▶ [Task prompt] Please give again, exactly and only, the stretch of lines from the one containing "yellow flower center." to the end of the entries below.
[Start of Attachment]
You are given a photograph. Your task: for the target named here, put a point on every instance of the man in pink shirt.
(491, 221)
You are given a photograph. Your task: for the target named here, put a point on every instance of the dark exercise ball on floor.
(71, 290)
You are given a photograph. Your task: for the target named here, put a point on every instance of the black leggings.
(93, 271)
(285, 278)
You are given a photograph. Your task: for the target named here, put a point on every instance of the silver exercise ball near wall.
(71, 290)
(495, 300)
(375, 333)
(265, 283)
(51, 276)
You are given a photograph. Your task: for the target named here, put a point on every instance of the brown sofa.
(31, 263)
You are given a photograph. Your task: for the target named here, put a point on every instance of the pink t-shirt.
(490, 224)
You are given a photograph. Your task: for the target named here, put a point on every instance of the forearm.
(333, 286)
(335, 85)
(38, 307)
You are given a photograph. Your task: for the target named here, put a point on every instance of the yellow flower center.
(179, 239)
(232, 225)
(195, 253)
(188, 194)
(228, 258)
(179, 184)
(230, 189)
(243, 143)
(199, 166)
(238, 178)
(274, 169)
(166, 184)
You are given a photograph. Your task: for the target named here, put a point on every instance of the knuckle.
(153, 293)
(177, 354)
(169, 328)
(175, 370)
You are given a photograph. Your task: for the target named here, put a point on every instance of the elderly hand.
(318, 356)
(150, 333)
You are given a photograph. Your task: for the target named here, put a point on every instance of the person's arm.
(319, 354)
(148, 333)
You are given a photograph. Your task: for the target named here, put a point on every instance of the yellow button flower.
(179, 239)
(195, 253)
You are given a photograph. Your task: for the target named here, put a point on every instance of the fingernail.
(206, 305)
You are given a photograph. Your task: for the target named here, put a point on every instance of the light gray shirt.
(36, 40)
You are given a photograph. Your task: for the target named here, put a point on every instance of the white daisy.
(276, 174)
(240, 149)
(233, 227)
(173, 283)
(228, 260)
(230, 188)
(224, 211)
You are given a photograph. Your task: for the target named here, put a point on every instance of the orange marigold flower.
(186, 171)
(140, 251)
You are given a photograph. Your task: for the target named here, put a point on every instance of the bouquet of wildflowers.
[End of Attachment]
▶ [Answer box]
You are given a photograph. Your task: for the target named here, put a point on every instance of the yellow flower center.
(179, 239)
(232, 225)
(195, 253)
(188, 194)
(228, 258)
(179, 184)
(230, 189)
(243, 143)
(199, 166)
(238, 178)
(274, 169)
(166, 184)
You are given a photograph. Your task: for the target named here, put a point on every instance of the knuckle.
(153, 293)
(177, 354)
(169, 328)
(175, 370)
You are given a photograph. Your task: for the target named here, put a point on every instance of the elderly hand.
(318, 356)
(150, 333)
You are given a photograph. Your task: for the target named here, put a point on every instance of the person's arm.
(319, 354)
(148, 333)
You are given a photograph. Your task: for the target named here, put a point on every instance of the yellow button flower.
(179, 239)
(195, 253)
You are given a photograph. Your task: for the target named here, put a point on every instance of the fingernail.
(206, 305)
You are given a photograph. Your task: for the target named here, put a point on every instance of the light gray shirt.
(36, 40)
You are given a photograph. Your task: for the target named here, put a point on every instance of the white daisy.
(276, 174)
(240, 149)
(233, 227)
(173, 283)
(228, 260)
(230, 188)
(224, 211)
You are given a photograph. Your task: for the target named here, put a point on every instance of the orange marigold flower.
(186, 171)
(140, 251)
You are given a photograph. Your task: for the target named here, put a point on every instance of the bouquet of wildflowers.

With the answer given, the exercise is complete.